--- Data to process Enclosed Below ---

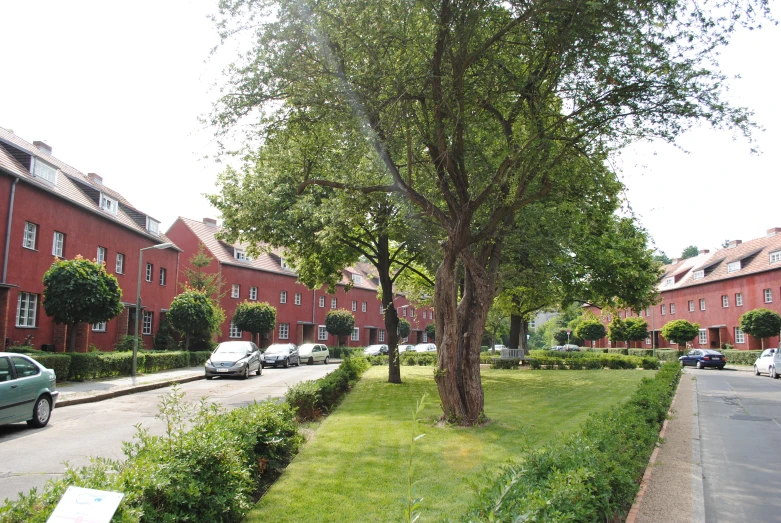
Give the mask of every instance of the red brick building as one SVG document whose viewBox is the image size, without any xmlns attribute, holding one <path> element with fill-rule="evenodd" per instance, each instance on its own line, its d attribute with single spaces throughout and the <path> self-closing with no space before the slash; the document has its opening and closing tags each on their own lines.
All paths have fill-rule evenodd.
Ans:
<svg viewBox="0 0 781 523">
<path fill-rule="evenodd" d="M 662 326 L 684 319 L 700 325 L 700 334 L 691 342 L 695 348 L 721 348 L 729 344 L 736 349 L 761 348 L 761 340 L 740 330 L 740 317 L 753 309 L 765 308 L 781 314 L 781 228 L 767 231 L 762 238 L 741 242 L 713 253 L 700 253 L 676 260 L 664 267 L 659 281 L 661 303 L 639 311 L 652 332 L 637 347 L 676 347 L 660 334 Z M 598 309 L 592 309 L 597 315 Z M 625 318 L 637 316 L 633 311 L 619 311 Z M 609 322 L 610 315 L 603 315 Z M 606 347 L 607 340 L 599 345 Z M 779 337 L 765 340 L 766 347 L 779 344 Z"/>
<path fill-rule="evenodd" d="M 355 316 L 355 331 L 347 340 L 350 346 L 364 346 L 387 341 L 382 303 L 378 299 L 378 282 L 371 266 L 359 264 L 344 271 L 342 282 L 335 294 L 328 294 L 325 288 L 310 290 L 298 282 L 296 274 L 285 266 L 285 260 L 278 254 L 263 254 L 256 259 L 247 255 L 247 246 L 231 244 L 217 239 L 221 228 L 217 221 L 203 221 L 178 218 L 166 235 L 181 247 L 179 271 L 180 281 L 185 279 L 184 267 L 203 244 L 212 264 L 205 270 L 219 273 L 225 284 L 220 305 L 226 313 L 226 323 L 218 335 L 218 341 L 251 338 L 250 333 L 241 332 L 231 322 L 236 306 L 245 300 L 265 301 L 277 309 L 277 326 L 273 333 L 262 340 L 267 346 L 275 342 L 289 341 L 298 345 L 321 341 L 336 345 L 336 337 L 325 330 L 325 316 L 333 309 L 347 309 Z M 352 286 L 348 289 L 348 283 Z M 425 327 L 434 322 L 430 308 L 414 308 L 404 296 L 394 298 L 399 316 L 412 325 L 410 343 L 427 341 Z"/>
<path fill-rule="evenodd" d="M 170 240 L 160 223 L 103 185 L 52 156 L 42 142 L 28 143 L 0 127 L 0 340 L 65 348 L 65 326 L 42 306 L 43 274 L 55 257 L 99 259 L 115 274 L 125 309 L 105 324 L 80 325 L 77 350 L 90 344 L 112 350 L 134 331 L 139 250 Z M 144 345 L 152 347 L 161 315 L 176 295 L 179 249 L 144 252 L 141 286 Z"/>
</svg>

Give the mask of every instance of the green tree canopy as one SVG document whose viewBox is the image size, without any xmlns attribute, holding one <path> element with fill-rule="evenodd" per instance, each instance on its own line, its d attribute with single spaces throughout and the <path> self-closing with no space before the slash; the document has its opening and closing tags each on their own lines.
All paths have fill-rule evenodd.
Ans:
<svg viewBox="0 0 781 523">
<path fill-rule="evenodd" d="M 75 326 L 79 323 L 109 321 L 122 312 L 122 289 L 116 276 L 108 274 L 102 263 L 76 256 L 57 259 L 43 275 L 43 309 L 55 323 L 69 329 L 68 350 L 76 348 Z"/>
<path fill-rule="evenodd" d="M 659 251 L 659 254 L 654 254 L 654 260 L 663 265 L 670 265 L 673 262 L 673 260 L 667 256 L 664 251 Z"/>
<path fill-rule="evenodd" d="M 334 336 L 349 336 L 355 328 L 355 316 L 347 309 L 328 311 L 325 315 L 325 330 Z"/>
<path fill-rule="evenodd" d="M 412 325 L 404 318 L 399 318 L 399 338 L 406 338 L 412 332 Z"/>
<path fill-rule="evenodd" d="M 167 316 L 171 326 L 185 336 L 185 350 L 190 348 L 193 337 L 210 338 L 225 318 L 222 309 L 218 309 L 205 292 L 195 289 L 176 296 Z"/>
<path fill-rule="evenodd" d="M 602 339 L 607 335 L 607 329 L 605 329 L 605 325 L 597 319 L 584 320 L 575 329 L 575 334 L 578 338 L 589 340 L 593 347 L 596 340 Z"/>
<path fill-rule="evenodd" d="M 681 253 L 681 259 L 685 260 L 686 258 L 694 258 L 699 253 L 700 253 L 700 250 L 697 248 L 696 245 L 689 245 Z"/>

--- End of Enclosed Data to process ---

§ **What you need to do**
Restate the entries above word for word, and keep the pictures out.

§ **Result for this exercise**
Give the mask of every instance of the red brick building as one SVG document whose viewBox is the image size, without any xmlns attribute, holding one <path> element with fill-rule="evenodd" per instance, each instance on its own line, its d attribute with single spaces throughout and the <path> self-closing with no space before the slash; the document has its opening and closing tags each on their own lines.
All paths have fill-rule evenodd.
Ans:
<svg viewBox="0 0 781 523">
<path fill-rule="evenodd" d="M 662 326 L 684 319 L 700 325 L 700 334 L 691 342 L 695 348 L 721 348 L 729 344 L 736 349 L 761 348 L 761 340 L 740 330 L 740 317 L 753 309 L 765 308 L 781 314 L 781 228 L 767 231 L 762 238 L 741 242 L 713 253 L 700 253 L 676 260 L 664 267 L 659 281 L 661 303 L 639 311 L 652 332 L 637 347 L 676 347 L 660 334 Z M 598 309 L 592 309 L 597 315 Z M 625 318 L 637 316 L 633 311 L 619 311 Z M 609 322 L 610 315 L 603 315 Z M 606 347 L 607 340 L 599 345 Z M 779 337 L 765 340 L 766 347 L 779 344 Z"/>
<path fill-rule="evenodd" d="M 355 316 L 355 331 L 347 340 L 350 346 L 364 346 L 387 341 L 382 303 L 378 299 L 378 282 L 371 266 L 359 264 L 344 271 L 342 282 L 335 294 L 328 294 L 325 288 L 310 290 L 298 282 L 296 274 L 285 266 L 285 260 L 278 254 L 263 254 L 256 259 L 247 255 L 247 246 L 231 244 L 217 239 L 221 228 L 217 221 L 203 221 L 178 218 L 166 235 L 181 247 L 179 271 L 180 281 L 185 279 L 184 267 L 203 244 L 212 264 L 205 270 L 219 273 L 225 284 L 220 305 L 226 313 L 226 323 L 218 335 L 218 341 L 251 338 L 250 333 L 241 332 L 231 322 L 236 306 L 245 300 L 265 301 L 277 309 L 277 326 L 273 333 L 262 340 L 267 346 L 275 342 L 289 341 L 298 345 L 321 341 L 336 345 L 336 337 L 325 330 L 325 316 L 333 309 L 347 309 Z M 352 286 L 348 289 L 348 283 Z M 425 327 L 434 322 L 430 308 L 414 308 L 404 296 L 394 298 L 399 316 L 412 325 L 410 343 L 427 341 Z"/>
<path fill-rule="evenodd" d="M 170 240 L 160 223 L 103 185 L 52 156 L 42 142 L 28 143 L 0 127 L 0 340 L 65 348 L 65 326 L 42 306 L 43 274 L 55 257 L 99 259 L 115 274 L 125 309 L 105 324 L 80 325 L 77 350 L 90 344 L 112 350 L 134 331 L 139 250 Z M 144 345 L 152 347 L 161 315 L 176 295 L 179 249 L 144 252 L 141 286 Z"/>
</svg>

Give the mask of every instance of the green tree canopy as one SVG document whose viewBox is the image size, without any xmlns attribute, holding one <path> element with fill-rule="evenodd" per instance, each instance on its own line, its d attribute with single spaces throughout and the <path> self-closing with no space before the slash; the document has its opening and closing tags each on their own lines.
All paths have fill-rule evenodd.
Ans:
<svg viewBox="0 0 781 523">
<path fill-rule="evenodd" d="M 75 326 L 79 323 L 109 321 L 122 312 L 122 289 L 116 276 L 108 274 L 102 263 L 76 256 L 57 259 L 43 275 L 43 309 L 55 323 L 69 329 L 68 350 L 76 348 Z"/>
<path fill-rule="evenodd" d="M 659 251 L 659 254 L 654 254 L 654 260 L 663 265 L 670 265 L 673 262 L 673 260 L 667 256 L 664 251 Z"/>
<path fill-rule="evenodd" d="M 334 336 L 349 336 L 355 328 L 355 316 L 347 309 L 328 311 L 325 315 L 325 330 Z"/>
<path fill-rule="evenodd" d="M 412 325 L 404 318 L 399 318 L 399 338 L 406 338 L 412 332 Z"/>
<path fill-rule="evenodd" d="M 167 316 L 171 326 L 185 336 L 185 350 L 190 348 L 193 337 L 210 338 L 225 318 L 222 309 L 218 309 L 205 292 L 195 289 L 176 296 Z"/>
<path fill-rule="evenodd" d="M 602 339 L 607 335 L 607 329 L 605 329 L 605 325 L 597 319 L 584 320 L 575 329 L 575 334 L 578 338 L 589 340 L 593 347 L 596 340 Z"/>
<path fill-rule="evenodd" d="M 681 253 L 681 259 L 685 260 L 686 258 L 694 258 L 699 253 L 700 253 L 700 250 L 697 248 L 696 245 L 689 245 Z"/>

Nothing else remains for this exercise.